Object position labeling entries:
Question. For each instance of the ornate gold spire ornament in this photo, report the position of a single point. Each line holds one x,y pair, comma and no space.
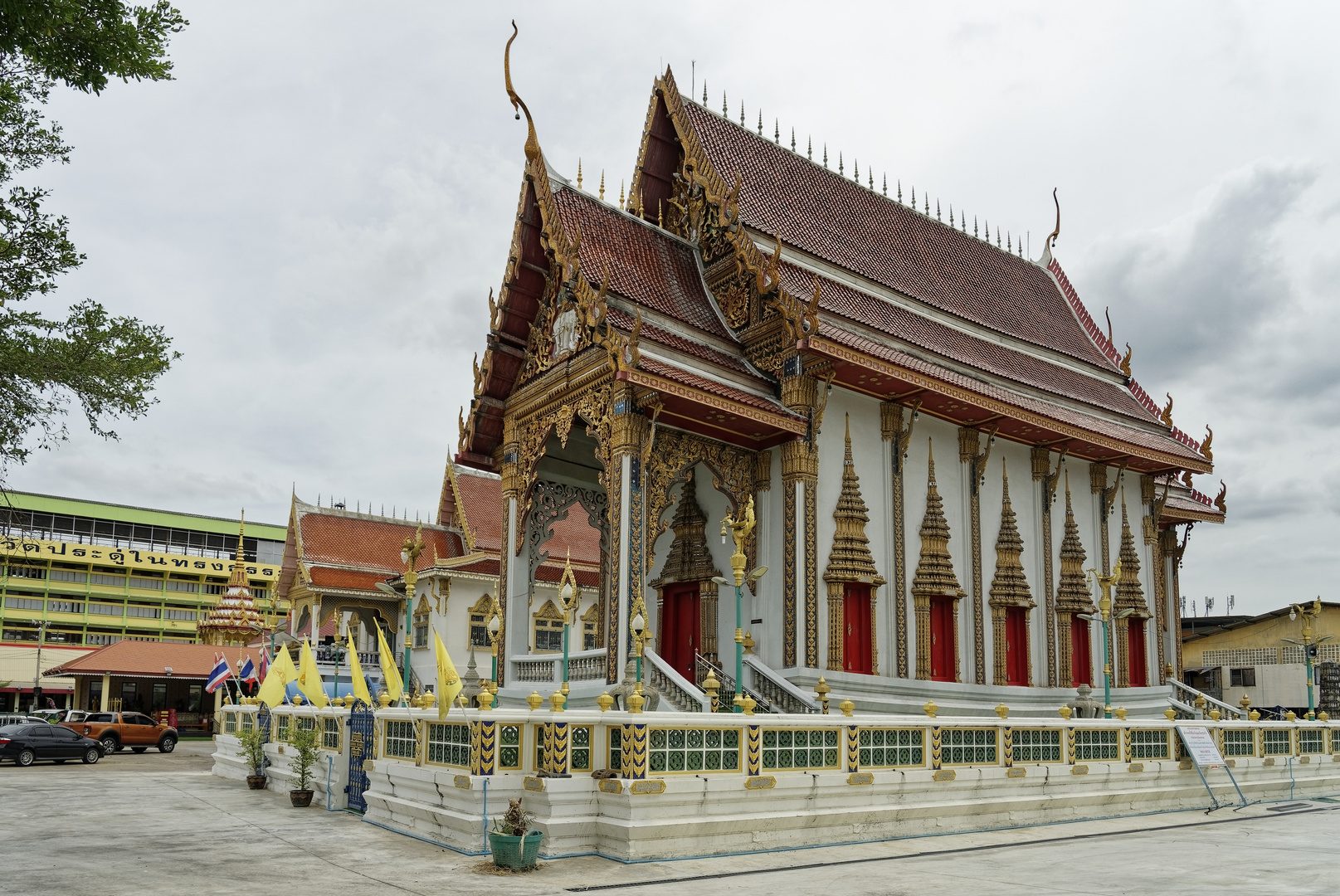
1072,593
532,141
934,575
850,562
1009,587
1130,597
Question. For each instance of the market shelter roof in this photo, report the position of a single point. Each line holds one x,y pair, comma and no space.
153,660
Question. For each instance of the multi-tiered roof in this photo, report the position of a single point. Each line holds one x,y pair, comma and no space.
733,256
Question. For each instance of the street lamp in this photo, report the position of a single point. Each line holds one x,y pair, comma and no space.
568,597
409,556
1309,647
640,631
495,635
740,529
1104,615
37,675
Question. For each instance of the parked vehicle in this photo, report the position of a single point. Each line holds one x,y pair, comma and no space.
26,743
17,718
117,730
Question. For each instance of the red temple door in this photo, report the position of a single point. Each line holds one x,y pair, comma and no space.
855,612
1082,660
943,649
1135,652
1016,645
681,621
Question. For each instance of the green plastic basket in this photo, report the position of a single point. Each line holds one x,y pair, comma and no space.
518,854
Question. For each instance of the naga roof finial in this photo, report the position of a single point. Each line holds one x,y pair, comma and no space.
532,142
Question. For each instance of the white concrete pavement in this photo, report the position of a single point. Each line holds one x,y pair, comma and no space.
163,824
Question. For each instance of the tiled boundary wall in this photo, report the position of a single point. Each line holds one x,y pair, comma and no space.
694,785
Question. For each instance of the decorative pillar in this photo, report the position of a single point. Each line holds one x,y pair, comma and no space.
799,475
1047,480
629,431
509,566
893,431
850,562
934,575
1009,588
1072,597
974,457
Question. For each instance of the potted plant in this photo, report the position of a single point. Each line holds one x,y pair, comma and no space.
252,743
514,843
305,757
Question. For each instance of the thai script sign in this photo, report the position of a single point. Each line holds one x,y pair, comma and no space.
132,558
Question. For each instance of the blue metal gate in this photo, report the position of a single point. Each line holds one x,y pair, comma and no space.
361,750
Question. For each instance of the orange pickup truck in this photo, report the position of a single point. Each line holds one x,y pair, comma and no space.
117,730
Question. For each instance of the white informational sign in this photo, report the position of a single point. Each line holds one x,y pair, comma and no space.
1201,745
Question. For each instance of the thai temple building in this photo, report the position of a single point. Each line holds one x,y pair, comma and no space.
890,392
233,621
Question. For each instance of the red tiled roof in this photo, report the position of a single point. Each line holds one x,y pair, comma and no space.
873,311
834,218
150,658
1158,441
646,264
354,540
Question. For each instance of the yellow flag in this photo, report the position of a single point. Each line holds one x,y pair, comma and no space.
448,682
309,678
389,671
280,673
355,671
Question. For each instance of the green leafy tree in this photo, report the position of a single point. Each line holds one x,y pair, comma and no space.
51,358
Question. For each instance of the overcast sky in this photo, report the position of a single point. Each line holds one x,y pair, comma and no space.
319,204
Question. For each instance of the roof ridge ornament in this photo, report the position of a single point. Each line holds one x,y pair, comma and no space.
1050,240
532,141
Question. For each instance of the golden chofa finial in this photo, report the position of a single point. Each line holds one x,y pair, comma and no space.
532,142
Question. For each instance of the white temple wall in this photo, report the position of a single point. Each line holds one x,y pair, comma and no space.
869,455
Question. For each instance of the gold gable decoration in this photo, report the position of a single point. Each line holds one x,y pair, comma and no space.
850,562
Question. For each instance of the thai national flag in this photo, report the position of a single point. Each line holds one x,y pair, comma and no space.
220,674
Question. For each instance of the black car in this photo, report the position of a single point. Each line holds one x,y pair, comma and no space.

### Exercise
Reproduce the whole listing word for word, setting aside any pictures.

### Response
Question. For each instance of the ornate gold spire ornament in this photo, report the position of a single point. Each line holds one x,y pair, comma and no space.
1072,593
532,141
934,575
850,562
1009,587
1130,597
Question. For each instance of the market shelter roof in this photo, report the position of a single point. Each line holds one x,y pair, comma and no space.
153,660
Question. For each instance of the multi-tiered roof in this photo, report the position of a single point. Each line holds one x,y pair, comma and no space.
733,256
Question. For each instance of the street lamp in this photo, report the position of a single point. Each line holds one x,y pair, comma and no space.
568,597
409,556
1309,647
640,631
495,635
740,529
1104,615
37,675
Question. For each instance of the parked vehicle in this photo, report the position of a single point. Each line holds one x,y pair, comma and no space.
26,743
17,718
117,730
Question. For each instance of the red temple door in this photo, report the position of a single point. Each line holds one x,y pair, comma and no space.
855,612
1082,660
943,649
1135,652
1016,645
681,621
Question. For each instance of the green plastic basket in this photo, report the position of a single point. Each line holds one x,y pair, comma and no space.
518,854
Question. For each instance of the naga roof finial in this photo, report the position of a single point. Each line holds one x,y pair, comma and no space.
532,142
Question. For each instance of the white concrete pavement in this photo, report the position of a single point. Each line holds one x,y pair, comma and no space.
163,824
Question. For each instance of the tiled boundary wall in this photo, report the position of a single point. Each line holds one x,y pair, comma and no space.
694,785
Question. For each instance of the decorative pillar in this photo, report the position of a single point. Each line holds one x,y pair, comma and no space.
799,475
1047,480
629,431
509,566
893,431
850,562
934,575
1009,588
1072,597
974,457
Question. For each instance of the potted plant in this photo, report the position of a single point. Each line holds one x,y pair, comma and no space.
252,743
514,843
305,757
Question. For each instance of the thai script sign in this photo, report the position of a single point. Each line holds one x,y pair, comma and no space.
132,558
Question. For each instance of the blue metal gate in this photo, report the position of a single point. Each line holds one x,y pair, comma and no space.
361,750
Question. For each instance of the orange pickup truck in this photo, report the position of a single point. Each line holds one x,y pair, comma and no space.
117,730
Question. For each instance of the white informational sign in this photo, report the position of a single point. Each line holds one x,y pair, comma and no space.
1201,745
Question. For each instance of the thai temple building in this photo, report the position of a single point. Each line holds one x,y pair, comma and no space.
890,392
233,621
Question. For each instance of the red tiled roof in this photo, report the position of a single point. Each line holds one x,y pair, comma and no space.
873,311
834,218
150,658
1158,441
646,264
354,540
Question. For each instance of the yellow flag in this photo, report the position of a single point. Each line holds one x,y pair, comma and no space.
448,682
309,678
389,671
280,673
355,671
Question. For each instance of the green leafy tree in this photo, report the position of a single point. Each line holds one x,y pair, comma and no space.
51,358
Question. For each instance of the overcast sky in this photo, report the position of a single point. Each line holds one x,y pair, comma and no space.
319,204
Question. For each instance of the roof ridge ornament in this photo, report the position of a single point. Each line holds one x,y pair, comma and no space.
1050,240
532,141
Question. For each instance of the golden chofa finial in this photo, report the position of a single point. Each line holds one x,y pair, comma and no space.
532,142
Question. For each instance of the white temple wall in this photo, report the position of a single point. Each line holds one x,y pair, comma and no space.
869,455
Question. For each instance of the gold gable decoration in this photo, report the position of a single point. Each line holds one x,y pair, comma and no space.
850,562
Question. For each instance of the thai national flag in this photo, report the position of a single point. Each line holds one x,y pair, comma and no space.
220,674
Question. For each instance of the black car in this photo, report the position of a single point. Each line holds one x,y pair, comma and no space.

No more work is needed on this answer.